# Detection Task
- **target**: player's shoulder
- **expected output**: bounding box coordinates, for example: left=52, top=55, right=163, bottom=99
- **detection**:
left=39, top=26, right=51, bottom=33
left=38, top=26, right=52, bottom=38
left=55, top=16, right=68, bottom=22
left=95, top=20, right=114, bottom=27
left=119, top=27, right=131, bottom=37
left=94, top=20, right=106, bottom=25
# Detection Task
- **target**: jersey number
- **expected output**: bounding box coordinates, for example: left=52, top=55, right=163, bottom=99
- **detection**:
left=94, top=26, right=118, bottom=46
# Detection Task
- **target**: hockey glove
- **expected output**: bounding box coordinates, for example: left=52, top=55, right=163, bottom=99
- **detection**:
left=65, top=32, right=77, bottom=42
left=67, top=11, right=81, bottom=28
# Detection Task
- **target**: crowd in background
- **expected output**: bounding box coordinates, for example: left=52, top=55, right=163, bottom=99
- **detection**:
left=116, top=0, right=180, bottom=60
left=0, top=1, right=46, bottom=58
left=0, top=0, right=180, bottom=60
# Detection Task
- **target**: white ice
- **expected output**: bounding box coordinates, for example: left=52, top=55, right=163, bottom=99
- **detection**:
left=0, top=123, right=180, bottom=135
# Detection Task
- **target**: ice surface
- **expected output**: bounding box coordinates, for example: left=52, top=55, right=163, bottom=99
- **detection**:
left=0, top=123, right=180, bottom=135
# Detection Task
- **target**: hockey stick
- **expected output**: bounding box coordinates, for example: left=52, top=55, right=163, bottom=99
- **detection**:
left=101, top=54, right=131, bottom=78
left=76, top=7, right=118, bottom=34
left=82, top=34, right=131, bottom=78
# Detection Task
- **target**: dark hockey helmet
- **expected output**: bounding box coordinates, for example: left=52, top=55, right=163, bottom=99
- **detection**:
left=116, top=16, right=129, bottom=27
========================================
#### Work required
All of the lines above that carry the string "hockey" need to be found and copied.

#### Response box
- **target**: hockey glove
- **target**: hockey stick
- **target**: dark hockey helmet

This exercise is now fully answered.